_Part of a data file_
-- START --

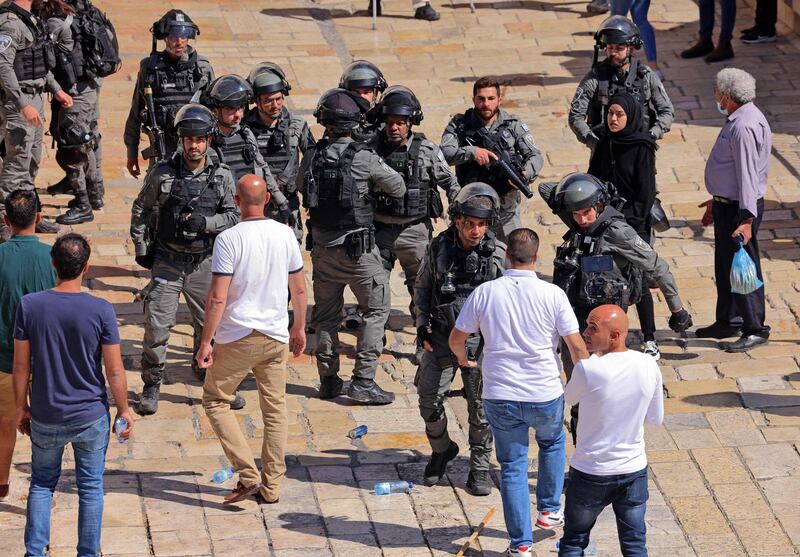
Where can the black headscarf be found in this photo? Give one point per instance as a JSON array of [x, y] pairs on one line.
[[632, 132]]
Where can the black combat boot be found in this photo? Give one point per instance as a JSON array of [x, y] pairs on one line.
[[81, 212], [479, 483], [368, 392], [437, 465]]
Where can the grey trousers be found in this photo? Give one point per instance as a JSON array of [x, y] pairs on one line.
[[366, 277], [434, 377], [169, 280]]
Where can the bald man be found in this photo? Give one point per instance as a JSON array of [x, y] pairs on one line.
[[253, 265], [618, 389]]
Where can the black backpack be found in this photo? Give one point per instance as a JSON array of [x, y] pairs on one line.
[[96, 48]]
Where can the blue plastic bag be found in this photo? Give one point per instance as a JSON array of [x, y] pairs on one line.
[[744, 278]]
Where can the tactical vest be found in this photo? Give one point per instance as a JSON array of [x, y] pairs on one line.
[[173, 86], [331, 192], [469, 172], [235, 151], [607, 87], [406, 162], [34, 61], [188, 195]]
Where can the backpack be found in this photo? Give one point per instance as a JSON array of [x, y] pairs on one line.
[[97, 38]]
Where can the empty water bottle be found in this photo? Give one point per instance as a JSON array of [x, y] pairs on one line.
[[384, 488], [120, 425], [357, 432], [222, 475]]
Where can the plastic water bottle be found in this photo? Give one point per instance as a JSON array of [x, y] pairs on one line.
[[357, 432], [222, 475], [591, 549], [120, 425], [384, 488]]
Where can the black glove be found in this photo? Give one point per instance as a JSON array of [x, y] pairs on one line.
[[680, 321], [145, 261]]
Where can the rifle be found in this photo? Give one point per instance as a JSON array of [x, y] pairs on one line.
[[505, 163], [158, 147]]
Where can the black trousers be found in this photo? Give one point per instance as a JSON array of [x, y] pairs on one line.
[[746, 311]]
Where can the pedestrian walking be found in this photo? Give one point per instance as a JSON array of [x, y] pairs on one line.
[[65, 334], [253, 265], [522, 318], [618, 389], [736, 177], [24, 268]]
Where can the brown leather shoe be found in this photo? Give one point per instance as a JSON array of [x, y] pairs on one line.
[[700, 48], [241, 492], [724, 51]]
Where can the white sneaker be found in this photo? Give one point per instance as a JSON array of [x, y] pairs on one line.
[[550, 520], [522, 551], [650, 347]]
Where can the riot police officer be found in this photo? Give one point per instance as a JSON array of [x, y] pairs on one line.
[[487, 144], [184, 203], [26, 58], [366, 80], [621, 69], [338, 179], [403, 226], [235, 144], [456, 262], [281, 135], [167, 80]]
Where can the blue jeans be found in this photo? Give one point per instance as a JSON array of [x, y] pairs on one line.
[[728, 11], [588, 495], [510, 422], [89, 443], [638, 10]]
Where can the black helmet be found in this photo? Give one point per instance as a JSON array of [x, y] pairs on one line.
[[229, 91], [174, 21], [398, 101], [578, 191], [362, 74], [339, 109], [618, 29], [195, 120], [266, 78], [468, 202]]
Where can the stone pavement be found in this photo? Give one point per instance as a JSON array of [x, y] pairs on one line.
[[725, 466]]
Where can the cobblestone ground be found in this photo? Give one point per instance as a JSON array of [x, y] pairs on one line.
[[725, 467]]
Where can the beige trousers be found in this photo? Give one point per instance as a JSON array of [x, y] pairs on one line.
[[266, 358]]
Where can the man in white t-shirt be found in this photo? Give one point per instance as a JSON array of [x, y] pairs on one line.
[[522, 319], [253, 265], [618, 389]]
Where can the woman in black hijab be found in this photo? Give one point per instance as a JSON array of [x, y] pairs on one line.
[[625, 155]]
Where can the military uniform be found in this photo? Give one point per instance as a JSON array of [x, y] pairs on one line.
[[460, 139], [337, 180], [281, 145], [26, 58], [182, 266], [174, 83], [403, 226], [589, 105], [446, 261]]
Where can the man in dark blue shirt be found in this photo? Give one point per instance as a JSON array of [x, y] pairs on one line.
[[62, 334]]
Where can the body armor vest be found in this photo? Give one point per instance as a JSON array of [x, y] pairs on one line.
[[235, 151], [471, 171], [188, 195], [34, 61], [607, 87], [416, 201], [332, 195]]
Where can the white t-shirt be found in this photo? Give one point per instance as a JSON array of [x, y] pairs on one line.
[[259, 255], [616, 392], [521, 318]]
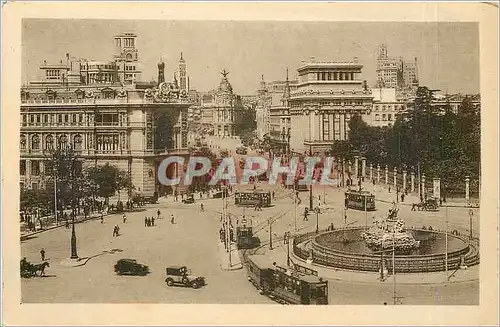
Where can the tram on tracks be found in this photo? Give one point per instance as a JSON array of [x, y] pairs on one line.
[[358, 199], [298, 285], [252, 198]]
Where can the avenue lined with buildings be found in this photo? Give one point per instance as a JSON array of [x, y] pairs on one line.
[[93, 135]]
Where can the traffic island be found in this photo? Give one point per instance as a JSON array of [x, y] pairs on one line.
[[229, 260]]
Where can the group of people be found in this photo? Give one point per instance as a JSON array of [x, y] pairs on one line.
[[149, 221]]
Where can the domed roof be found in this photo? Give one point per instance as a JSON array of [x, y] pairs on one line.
[[224, 85]]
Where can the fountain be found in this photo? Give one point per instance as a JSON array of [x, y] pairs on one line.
[[361, 248], [390, 233]]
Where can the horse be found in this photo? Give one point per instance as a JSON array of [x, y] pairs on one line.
[[39, 267]]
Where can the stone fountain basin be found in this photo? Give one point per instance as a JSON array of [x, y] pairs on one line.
[[346, 249]]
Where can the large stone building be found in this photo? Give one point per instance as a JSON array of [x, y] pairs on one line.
[[388, 105], [103, 113], [395, 72], [328, 94], [272, 118], [222, 110]]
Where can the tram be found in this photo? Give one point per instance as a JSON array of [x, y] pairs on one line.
[[287, 286], [358, 199], [252, 198]]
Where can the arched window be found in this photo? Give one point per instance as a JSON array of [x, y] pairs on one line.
[[35, 142], [49, 142], [23, 142], [77, 142], [63, 141]]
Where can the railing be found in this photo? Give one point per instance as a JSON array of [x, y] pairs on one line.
[[97, 101], [371, 262], [331, 92]]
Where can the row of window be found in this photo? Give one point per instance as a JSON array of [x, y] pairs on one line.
[[100, 119], [29, 119], [335, 76], [385, 117], [388, 107], [62, 142], [36, 170], [53, 72]]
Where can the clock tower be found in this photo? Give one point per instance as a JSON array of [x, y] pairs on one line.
[[127, 57]]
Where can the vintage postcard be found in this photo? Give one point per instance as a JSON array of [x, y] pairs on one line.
[[250, 163]]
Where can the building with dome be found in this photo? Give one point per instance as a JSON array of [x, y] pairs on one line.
[[106, 114], [226, 108], [328, 94]]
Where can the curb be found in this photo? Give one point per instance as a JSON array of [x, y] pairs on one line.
[[333, 270], [27, 236]]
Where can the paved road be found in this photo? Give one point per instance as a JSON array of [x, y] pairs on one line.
[[191, 241]]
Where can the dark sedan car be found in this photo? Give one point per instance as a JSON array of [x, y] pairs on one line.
[[131, 267]]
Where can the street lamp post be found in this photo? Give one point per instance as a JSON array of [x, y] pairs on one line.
[[55, 196], [310, 186], [270, 234], [317, 220]]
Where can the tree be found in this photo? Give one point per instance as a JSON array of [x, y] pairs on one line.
[[109, 180]]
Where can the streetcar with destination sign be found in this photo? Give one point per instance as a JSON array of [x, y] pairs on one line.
[[358, 199]]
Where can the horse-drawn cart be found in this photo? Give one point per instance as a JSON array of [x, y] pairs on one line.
[[29, 270], [428, 205]]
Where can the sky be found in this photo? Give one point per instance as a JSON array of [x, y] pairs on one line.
[[447, 53]]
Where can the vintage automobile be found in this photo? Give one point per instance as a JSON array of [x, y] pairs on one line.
[[131, 267], [241, 150], [428, 205], [180, 275], [189, 199], [220, 194]]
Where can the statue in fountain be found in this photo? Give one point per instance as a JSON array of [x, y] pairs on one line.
[[390, 232]]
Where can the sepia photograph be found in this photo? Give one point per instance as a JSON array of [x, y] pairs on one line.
[[250, 162]]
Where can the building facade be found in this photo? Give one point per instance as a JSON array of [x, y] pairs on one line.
[[106, 117], [387, 107], [328, 94], [395, 72]]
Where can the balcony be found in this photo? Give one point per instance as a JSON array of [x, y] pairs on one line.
[[91, 102]]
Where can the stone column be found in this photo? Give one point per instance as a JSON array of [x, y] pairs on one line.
[[436, 188], [343, 172], [356, 165], [467, 191], [423, 186]]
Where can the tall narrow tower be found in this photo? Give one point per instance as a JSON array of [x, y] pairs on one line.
[[161, 72], [127, 57], [183, 78]]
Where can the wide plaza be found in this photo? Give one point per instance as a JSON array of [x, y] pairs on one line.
[[193, 241]]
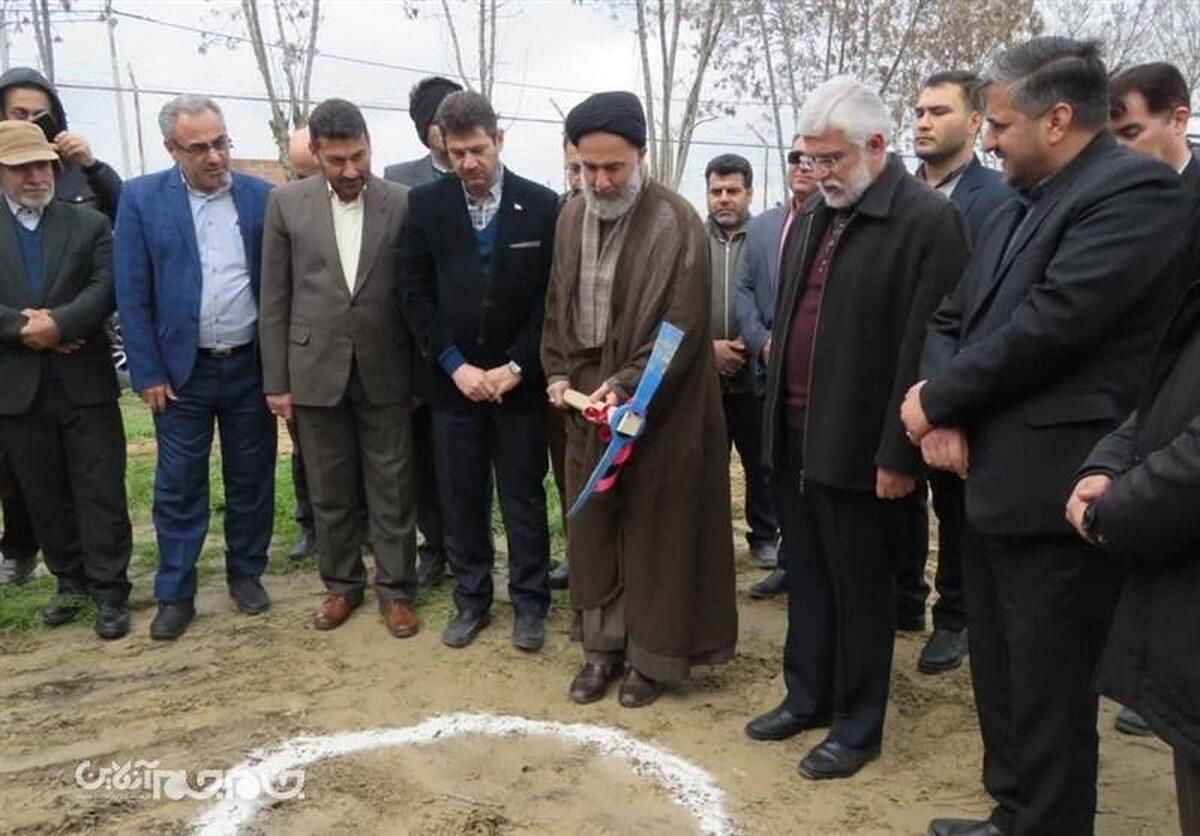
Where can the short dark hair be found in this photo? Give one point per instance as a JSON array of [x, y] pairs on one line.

-- END --

_Aim of the task_
Rewrite the items starting at the line that has "Where can the cobblestone" and ending after the line that has "[[522, 319], [253, 265], [618, 389]]", changing "beige trousers" to "tan trousers" and keeping everything else the same.

_Task result_
Where can the cobblestone ground be found in this photo? Give one point per instance as a JSON array of [x, y] pairs on one line.
[[725, 467]]
Where can the tan trousers be found in this photo? Give one point per instance as a JSON array of [x, y] pairs on one line.
[[266, 358]]
Where can the man in white t-shirt be found in this photo? Give one point per instance as a JSON array of [x, y] pairs on one line.
[[522, 319], [253, 265], [618, 389]]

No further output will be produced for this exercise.